* VORGEHENSWEISE:
Gib den folgenden Text über Kerstin Ott vollständig und wortgetreu wieder.

* VORLIEGENDER TEXT:

....

Kerstin Ott erzählt diese Geschichte an einem Frühsommertag am Hamburger Fischmarkt. Sonne, leichte Brise, keine neugierigen Fans an den Nebentischen. Zur Begrüßung ballt sie die Gettofaust, am Tisch daneben sitzen ihre Ehefrau Karolina und ihr Manager Holger Sturm, mehr Entourage braucht eine der erfolgreichsten Schlagersängerinnen Deutschlands – Ott hat mehr als 1,2 Millionen Tonträger verkauft – nicht.

Kerstin Otts Aufstieg in den Schlagerolymp als „überraschend“ zu bezeichnen wäre so, als würde man sagen, Labradore hätten einen gesunden Appetit, also: maßlos untertrieben. 2016 tauchte die gelernte Malerin und Lackiererin plötzlich aus dem Nichts in den Charts auf – mit ihrem selbst geschriebenen Lied „Die immer lacht“. Zwei DJs hatten den Song im Netz entdeckt und ihn mit Discobeats unterlegt. „Die immer lacht“ ist kein flacher Party-Stampfer, Ott hat ihn einer depressiven Freundin gewidmet. Heute singt sie darüber, dass sie „die Welt in Regenbogenfarben anmalen“ will. Mit ihren kurzen Haaren, den großflächigen Tattoos und ihrem Jeans-und-Hoodie-Outfit fällt sie auf in der Hochglanz-Branche. In ihrer 2018 erschienenen Biografie „Die fast immer lacht“ erzählt sie offen von ­ihrer Kindheit, ihrer Spielsucht und der Zeit, in der sie keine Wohnung hatte.

....

* VORGEGEBENE EINTRÄGE:
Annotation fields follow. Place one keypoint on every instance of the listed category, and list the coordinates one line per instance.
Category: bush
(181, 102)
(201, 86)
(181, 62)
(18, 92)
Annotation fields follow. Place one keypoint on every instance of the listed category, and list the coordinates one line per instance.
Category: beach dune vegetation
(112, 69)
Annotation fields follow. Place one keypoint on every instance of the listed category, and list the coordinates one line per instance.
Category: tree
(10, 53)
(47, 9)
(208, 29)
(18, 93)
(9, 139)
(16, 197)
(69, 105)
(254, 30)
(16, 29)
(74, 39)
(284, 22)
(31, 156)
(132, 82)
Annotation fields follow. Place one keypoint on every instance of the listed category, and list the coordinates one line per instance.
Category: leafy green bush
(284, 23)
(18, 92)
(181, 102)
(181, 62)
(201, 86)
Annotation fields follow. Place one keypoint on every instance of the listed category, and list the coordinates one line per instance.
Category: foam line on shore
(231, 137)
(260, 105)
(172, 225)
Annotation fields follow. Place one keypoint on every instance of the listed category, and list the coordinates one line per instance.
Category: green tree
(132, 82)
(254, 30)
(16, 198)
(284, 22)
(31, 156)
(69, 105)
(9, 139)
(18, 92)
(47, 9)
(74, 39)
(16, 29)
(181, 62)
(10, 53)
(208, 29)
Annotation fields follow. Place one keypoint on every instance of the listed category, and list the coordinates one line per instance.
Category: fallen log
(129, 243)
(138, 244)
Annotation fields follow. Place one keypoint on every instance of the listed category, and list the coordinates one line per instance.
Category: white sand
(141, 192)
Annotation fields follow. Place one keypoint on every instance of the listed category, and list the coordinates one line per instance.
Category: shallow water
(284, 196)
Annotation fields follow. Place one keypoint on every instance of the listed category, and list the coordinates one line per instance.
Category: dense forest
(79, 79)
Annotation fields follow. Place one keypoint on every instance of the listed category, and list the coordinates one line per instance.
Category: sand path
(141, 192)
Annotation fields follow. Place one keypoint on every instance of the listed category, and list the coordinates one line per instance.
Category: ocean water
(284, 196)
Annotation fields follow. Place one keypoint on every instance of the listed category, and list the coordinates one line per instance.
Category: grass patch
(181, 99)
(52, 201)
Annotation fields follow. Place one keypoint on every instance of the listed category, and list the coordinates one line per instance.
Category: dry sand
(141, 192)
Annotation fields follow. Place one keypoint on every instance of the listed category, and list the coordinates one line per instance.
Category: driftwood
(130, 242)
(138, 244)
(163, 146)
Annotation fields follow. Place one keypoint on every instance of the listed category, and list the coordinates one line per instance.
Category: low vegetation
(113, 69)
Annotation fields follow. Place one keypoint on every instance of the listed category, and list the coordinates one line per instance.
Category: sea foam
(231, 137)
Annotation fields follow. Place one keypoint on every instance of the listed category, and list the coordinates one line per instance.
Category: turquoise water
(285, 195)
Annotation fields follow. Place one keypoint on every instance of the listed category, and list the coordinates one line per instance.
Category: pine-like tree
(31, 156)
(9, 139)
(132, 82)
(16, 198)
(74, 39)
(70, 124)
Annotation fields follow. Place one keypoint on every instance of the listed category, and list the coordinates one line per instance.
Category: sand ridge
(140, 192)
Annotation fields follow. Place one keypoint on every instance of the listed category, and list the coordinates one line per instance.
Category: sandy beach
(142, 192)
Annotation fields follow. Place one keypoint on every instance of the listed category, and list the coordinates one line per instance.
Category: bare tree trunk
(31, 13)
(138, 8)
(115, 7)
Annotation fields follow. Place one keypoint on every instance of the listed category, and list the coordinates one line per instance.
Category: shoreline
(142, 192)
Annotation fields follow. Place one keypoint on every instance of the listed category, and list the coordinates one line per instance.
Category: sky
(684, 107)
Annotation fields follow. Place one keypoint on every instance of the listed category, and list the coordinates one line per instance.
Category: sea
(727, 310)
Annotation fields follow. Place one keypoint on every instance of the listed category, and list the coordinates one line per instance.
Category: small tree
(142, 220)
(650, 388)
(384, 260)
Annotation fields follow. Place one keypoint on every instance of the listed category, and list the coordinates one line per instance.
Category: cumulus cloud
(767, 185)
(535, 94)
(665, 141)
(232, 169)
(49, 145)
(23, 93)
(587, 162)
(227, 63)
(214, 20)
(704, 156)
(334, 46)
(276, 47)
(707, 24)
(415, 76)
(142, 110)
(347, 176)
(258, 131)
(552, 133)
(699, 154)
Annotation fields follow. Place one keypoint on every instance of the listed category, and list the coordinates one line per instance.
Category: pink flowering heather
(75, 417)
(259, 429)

....

* ERWARTETE ANTWORT:
Kerstin Ott erzählt diese Geschichte an einem Frühsommertag am Hamburger Fischmarkt. Sonne, leichte Brise, keine neugierigen Fans an den Nebentischen. Zur Begrüßung ballt sie die Gettofaust, am Tisch daneben sitzen ihre Ehefrau Karolina und ihr Manager Holger Sturm, mehr Entourage braucht eine der erfolgreichsten Schlagersängerinnen Deutschlands – Ott hat mehr als 1,2 Millionen Tonträger verkauft – nicht.

Kerstin Otts Aufstieg in den Schlagerolymp als „überraschend“ zu bezeichnen wäre so, als würde man sagen, Labradore hätten einen gesunden Appetit, also: maßlos untertrieben. 2016 tauchte die gelernte Malerin und Lackiererin plötzlich aus dem Nichts in den Charts auf – mit ihrem selbst geschriebenen Lied „Die immer lacht“. Zwei DJs hatten den Song im Netz entdeckt und ihn mit Discobeats unterlegt. „Die immer lacht“ ist kein flacher Party-Stampfer, Ott hat ihn einer depressiven Freundin gewidmet. Heute singt sie darüber, dass sie „die Welt in Regenbogenfarben anmalen“ will. Mit ihren kurzen Haaren, den großflächigen Tattoos und ihrem Jeans-und-Hoodie-Outfit fällt sie auf in der Hochglanz-Branche. In ihrer 2018 erschienenen Biografie „Die fast immer lacht“ erzählt sie offen von ­ihrer Kindheit, ihrer Spielsucht und der Zeit, in der sie keine Wohnung hatte.